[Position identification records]
********

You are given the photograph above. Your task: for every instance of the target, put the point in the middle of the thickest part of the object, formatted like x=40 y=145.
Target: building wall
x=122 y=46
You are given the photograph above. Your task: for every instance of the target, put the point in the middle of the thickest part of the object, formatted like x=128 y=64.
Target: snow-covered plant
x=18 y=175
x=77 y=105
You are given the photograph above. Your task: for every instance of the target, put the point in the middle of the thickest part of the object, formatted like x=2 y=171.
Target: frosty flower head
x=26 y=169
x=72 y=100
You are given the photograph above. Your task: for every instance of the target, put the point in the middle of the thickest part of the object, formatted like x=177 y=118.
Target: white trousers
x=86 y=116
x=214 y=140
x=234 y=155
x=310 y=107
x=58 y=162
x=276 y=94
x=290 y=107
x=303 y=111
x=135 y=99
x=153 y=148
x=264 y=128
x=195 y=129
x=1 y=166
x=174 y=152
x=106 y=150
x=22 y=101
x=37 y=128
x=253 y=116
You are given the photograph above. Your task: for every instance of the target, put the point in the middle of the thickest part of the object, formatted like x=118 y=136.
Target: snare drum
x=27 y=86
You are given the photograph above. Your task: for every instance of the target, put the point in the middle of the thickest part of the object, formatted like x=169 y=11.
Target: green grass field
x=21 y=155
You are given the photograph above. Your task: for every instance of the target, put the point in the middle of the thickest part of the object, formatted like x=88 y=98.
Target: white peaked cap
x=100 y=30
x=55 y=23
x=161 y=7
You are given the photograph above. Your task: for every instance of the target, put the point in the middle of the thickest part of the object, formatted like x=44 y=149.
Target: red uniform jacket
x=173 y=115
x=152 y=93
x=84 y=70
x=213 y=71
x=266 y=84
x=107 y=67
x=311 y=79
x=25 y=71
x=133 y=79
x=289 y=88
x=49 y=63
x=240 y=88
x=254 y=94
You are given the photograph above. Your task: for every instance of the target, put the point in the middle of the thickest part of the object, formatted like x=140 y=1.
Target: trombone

********

■ Goal ■
Quote word for word the part of the records above that opens with the line containing "like x=88 y=98." and runs through the end of the records.

■ Task output ■
You are given the photograph above. Your task: for every instance of the target, put the point in the middle of the thickest part of the object, formatted like x=88 y=98.
Target: white peaked cap
x=100 y=30
x=55 y=23
x=161 y=7
You are given the photograph above. Your task: for every instance of the target, put the point in the middle of the thickest part of the object, formatted like x=44 y=149.
Target: red uniform jacket
x=173 y=115
x=152 y=93
x=84 y=70
x=213 y=71
x=266 y=84
x=107 y=67
x=311 y=79
x=25 y=71
x=133 y=79
x=289 y=88
x=49 y=63
x=240 y=88
x=254 y=94
You are given the photograph above. Your task: for every instance of the target, put the point in the middle of the thickest part of the object, formatted like x=140 y=1.
Target: trombone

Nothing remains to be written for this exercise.